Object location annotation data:
--
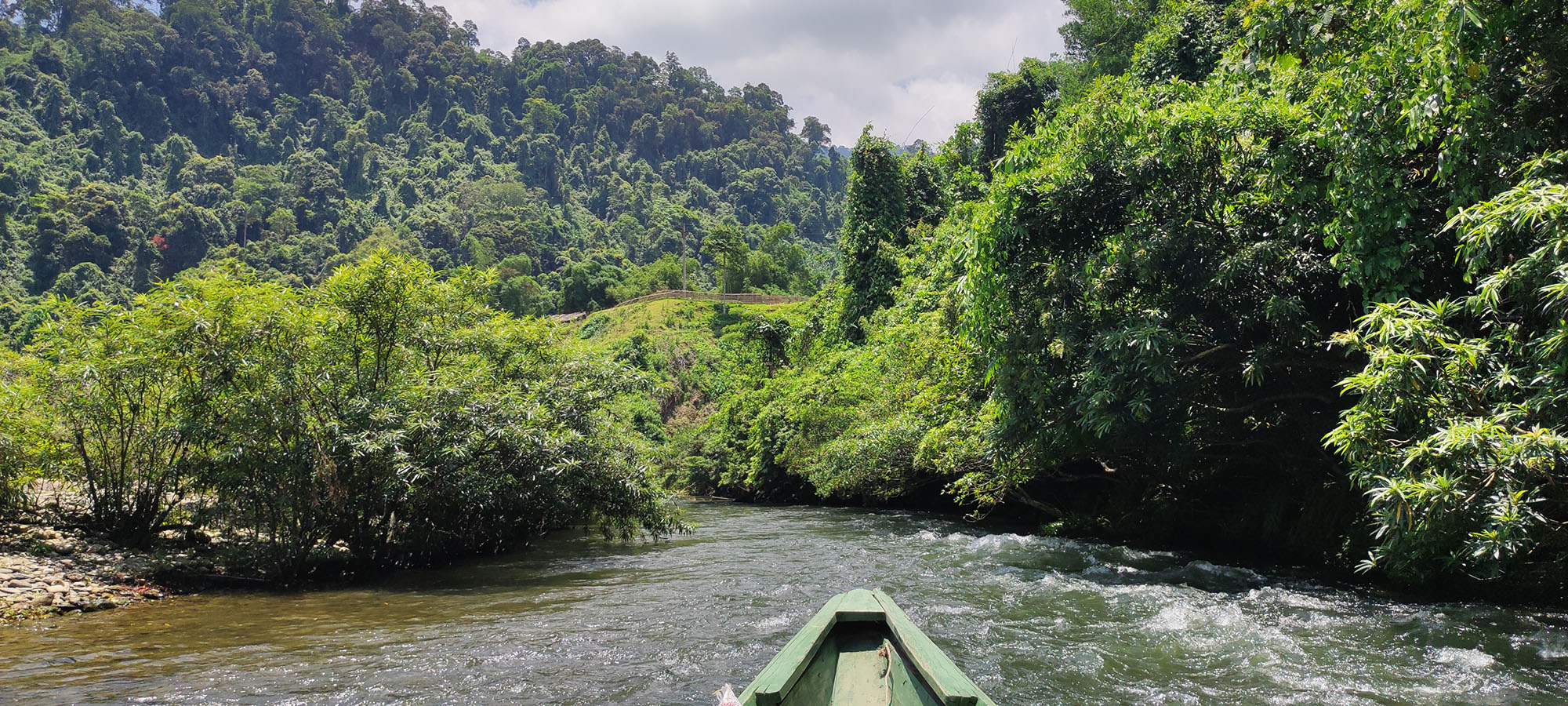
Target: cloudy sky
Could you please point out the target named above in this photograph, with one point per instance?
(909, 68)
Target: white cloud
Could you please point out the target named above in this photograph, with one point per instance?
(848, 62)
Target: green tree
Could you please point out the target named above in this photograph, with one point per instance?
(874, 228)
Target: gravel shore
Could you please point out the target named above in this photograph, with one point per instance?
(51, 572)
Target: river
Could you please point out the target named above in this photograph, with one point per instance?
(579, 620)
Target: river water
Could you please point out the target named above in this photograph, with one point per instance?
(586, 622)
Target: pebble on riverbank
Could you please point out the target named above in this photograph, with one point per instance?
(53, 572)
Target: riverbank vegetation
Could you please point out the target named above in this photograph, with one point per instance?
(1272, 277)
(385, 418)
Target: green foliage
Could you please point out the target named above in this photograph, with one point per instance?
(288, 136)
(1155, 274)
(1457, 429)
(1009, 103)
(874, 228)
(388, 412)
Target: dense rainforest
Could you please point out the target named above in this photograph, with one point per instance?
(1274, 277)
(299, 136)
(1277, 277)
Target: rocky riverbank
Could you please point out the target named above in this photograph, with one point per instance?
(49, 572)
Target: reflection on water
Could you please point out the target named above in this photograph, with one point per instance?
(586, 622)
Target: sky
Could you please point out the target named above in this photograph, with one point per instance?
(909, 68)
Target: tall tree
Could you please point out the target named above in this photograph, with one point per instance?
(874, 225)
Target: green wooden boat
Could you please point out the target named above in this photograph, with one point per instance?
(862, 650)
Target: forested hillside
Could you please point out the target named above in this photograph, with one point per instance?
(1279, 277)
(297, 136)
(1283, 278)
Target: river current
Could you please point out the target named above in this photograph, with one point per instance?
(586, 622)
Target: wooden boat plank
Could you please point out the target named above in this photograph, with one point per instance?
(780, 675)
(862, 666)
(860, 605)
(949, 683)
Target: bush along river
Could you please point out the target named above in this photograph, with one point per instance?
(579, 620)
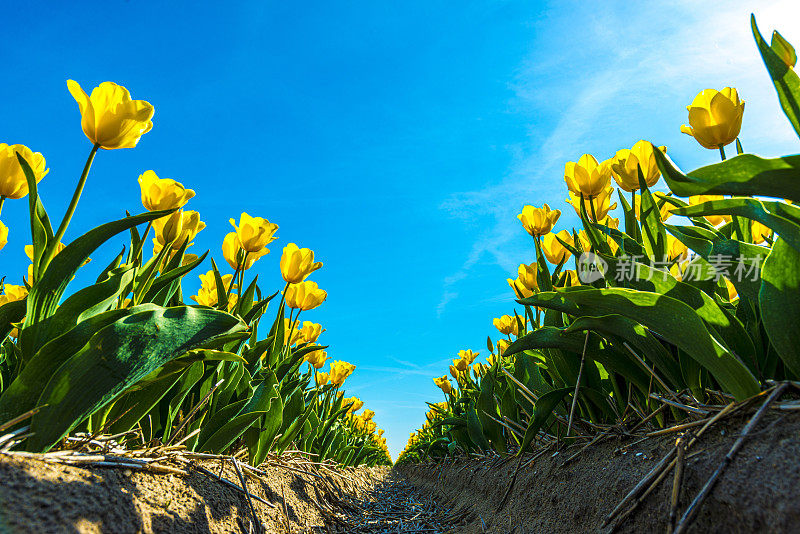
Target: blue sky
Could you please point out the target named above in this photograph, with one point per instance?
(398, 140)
--
— WHAT TO PRODUCE —
Update the material above by changing each "photograph" to "image" and leaving everything else as it is. Omit the pictures from your version.

— RESPONSE TO THE EXERCISE —
Target: cloudy sky
Could you please point out the target named above in this image, with one point per instance?
(909, 68)
Target: white cloud
Could you please point out the target named above in this image, with one point per instance?
(848, 62)
Target: green tree
Could you please point out the target named above in this image, with one point per instance?
(874, 228)
Target: gravel shore
Could you please point out the target named above in this image, with one point per instance?
(51, 572)
Target: river
Could you please point out the target named above in this image, with one point per instance?
(579, 620)
Target: river water
Could you please point out the target named above in this image, with one point per instance?
(586, 622)
Target: pebble on riverbank
Could you please point out the target named above in this image, with one point per instance?
(53, 572)
Target: riverbank vegetation
Could you please point out the target named above in this image, with one point per instance?
(1272, 277)
(385, 418)
Target: green foliage
Could you please point out the target named above in this image, with one point per instance?
(288, 136)
(1155, 274)
(1457, 429)
(1009, 103)
(874, 228)
(388, 412)
Target: dense rainforest
Could you please point out the target named above in this image, with one point per instance?
(1274, 277)
(299, 136)
(1277, 277)
Target: rocky riverbank
Could you please point out the target named above in this image, with one point per instance?
(49, 572)
Target: reflection on water
Could you please point out the target named above in this image, with one point per instance?
(586, 622)
Target: sky
Could you please point out the target named above in this image, with one point per instance?
(909, 68)
Target: tall tree
Could you please point out the target named above in this image, with one point per instance?
(874, 225)
Target: green wooden boat
Could you please point out the target named above in this image, with one point per instance?
(862, 650)
Target: forested hillside
Could you please point out the target named above in this image, with one point per instance?
(1279, 277)
(297, 136)
(1283, 278)
Target: river current
Could you please point out the target named above in this image, with one point per instance?
(586, 622)
Target: wooden boat plank
Could you please point out the target named above in this image, with one point per instance?
(780, 675)
(862, 666)
(860, 605)
(949, 683)
Target: bush along river
Could you please point out the target named above in this image, with one point per instance?
(579, 620)
Target: blue sky
Could you please point out the target named above in this image, with one point per instance?
(398, 140)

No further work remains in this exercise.